◆ Directions for this task ◆
Please locate every line in the records below that holds the word "flower" and copy each such line in full.
--- START OF Materials provided ---
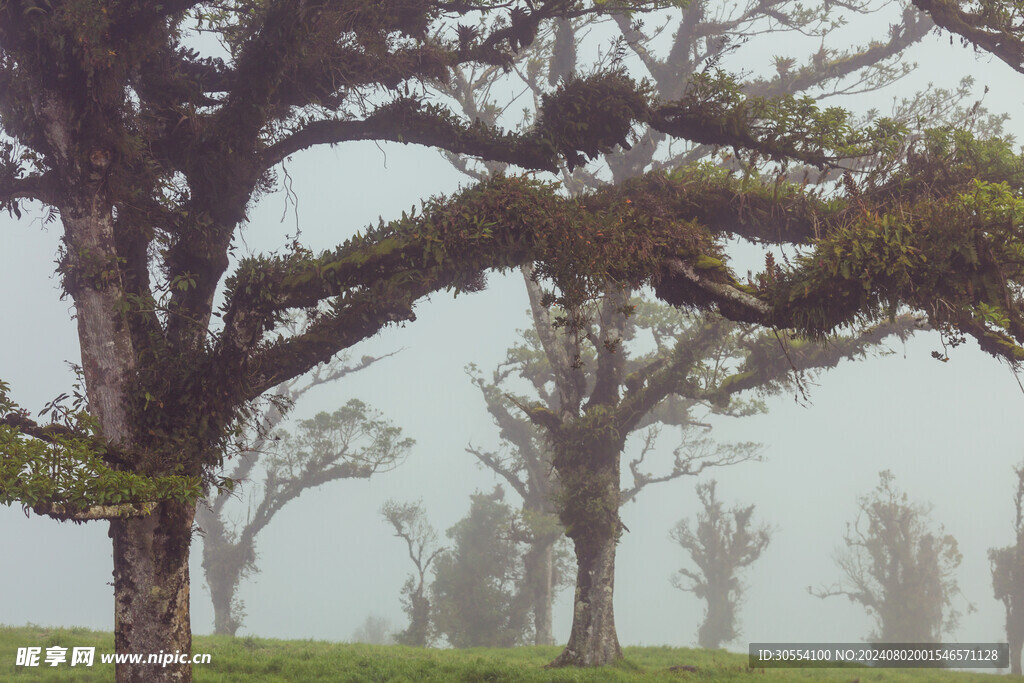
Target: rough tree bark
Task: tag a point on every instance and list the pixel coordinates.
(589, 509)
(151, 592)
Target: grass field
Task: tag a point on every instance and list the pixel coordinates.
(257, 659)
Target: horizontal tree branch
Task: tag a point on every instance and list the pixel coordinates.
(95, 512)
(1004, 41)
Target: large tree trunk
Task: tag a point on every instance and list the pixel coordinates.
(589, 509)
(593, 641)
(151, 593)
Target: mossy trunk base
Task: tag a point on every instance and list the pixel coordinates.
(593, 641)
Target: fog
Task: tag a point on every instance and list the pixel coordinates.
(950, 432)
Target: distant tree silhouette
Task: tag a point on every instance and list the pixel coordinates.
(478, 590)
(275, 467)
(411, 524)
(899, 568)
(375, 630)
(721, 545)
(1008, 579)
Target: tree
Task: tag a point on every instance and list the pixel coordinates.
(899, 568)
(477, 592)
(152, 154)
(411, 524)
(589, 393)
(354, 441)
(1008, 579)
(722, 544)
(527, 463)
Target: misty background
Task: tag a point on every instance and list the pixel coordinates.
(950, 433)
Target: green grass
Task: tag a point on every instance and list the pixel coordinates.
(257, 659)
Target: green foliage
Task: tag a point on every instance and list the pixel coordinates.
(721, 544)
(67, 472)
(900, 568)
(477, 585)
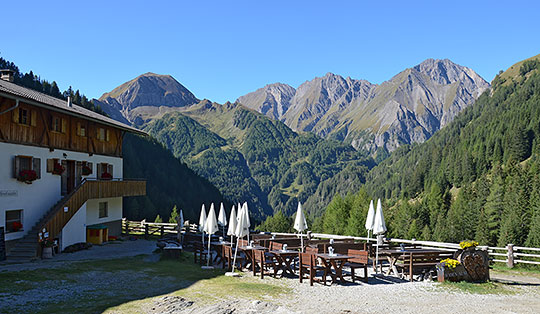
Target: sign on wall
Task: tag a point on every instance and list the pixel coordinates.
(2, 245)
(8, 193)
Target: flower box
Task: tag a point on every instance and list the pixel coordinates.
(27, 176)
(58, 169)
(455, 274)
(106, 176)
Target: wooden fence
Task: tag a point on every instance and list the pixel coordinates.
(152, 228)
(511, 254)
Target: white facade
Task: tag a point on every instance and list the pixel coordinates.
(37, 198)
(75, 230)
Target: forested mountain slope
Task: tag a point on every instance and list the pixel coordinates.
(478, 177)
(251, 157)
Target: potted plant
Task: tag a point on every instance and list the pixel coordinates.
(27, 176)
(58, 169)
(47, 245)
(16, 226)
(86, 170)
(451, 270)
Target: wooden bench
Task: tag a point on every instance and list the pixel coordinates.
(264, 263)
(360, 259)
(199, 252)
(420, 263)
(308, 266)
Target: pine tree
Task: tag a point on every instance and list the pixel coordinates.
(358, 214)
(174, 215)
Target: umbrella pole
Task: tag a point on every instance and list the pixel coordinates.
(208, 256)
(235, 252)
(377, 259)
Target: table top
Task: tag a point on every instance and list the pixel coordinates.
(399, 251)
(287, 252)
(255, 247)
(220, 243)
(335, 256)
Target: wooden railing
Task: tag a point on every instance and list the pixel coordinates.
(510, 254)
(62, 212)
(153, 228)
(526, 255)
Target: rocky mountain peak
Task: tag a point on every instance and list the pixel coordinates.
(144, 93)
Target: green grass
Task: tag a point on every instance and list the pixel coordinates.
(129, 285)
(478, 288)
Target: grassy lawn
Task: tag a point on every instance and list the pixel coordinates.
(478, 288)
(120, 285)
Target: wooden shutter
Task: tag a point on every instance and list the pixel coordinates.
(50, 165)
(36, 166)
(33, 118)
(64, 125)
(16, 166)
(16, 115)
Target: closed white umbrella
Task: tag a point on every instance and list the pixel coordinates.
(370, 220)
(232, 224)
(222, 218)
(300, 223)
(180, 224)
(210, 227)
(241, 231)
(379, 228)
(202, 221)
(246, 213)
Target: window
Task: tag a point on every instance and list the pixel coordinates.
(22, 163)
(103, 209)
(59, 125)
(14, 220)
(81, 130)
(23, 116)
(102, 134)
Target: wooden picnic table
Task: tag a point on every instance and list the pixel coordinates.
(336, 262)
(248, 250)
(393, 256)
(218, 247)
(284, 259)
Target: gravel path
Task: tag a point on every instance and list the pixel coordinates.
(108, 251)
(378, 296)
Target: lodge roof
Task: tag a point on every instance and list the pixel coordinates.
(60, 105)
--- END OF Materials provided ---
--- START OF Materials provided ---
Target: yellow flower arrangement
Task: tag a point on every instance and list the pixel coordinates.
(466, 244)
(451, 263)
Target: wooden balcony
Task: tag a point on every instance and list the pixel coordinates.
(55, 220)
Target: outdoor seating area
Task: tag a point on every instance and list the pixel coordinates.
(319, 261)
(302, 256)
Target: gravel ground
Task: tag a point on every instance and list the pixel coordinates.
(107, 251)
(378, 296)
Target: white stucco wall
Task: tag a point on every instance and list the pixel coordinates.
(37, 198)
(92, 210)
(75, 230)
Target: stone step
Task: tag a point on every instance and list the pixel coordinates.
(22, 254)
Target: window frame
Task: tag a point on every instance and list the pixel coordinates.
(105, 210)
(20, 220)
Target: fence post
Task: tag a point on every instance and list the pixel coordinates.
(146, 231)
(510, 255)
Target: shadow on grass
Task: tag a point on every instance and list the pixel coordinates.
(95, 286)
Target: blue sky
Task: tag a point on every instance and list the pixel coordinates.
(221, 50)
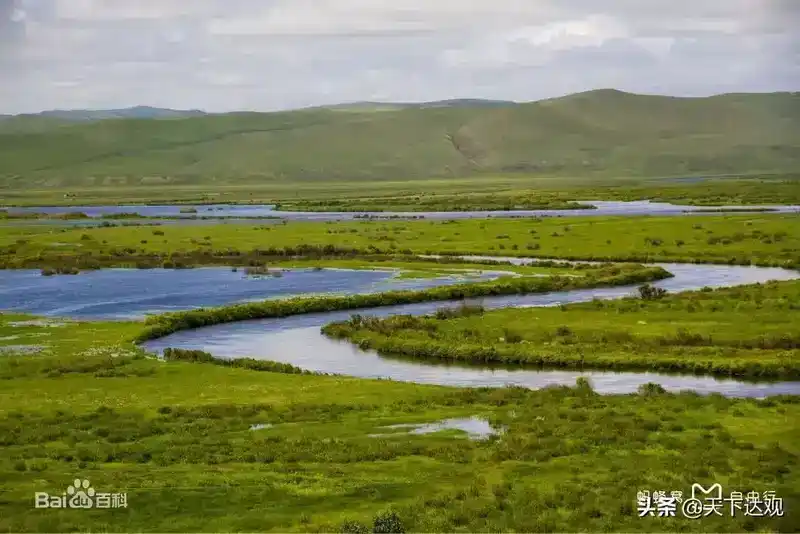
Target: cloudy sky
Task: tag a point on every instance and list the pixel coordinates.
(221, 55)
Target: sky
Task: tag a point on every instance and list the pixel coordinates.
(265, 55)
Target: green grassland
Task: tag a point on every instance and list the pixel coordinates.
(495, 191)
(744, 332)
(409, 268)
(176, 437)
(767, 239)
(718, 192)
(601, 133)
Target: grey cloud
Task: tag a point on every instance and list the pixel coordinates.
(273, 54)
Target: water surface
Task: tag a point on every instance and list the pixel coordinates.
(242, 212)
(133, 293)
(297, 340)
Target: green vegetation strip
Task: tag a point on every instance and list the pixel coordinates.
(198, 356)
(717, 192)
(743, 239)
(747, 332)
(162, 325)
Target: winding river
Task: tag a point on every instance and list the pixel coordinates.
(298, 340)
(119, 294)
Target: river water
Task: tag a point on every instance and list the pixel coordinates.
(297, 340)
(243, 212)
--- END OF Materials provided ---
◆ Exercise solution ◆
Target: flower box
Target: yellow flower arrangement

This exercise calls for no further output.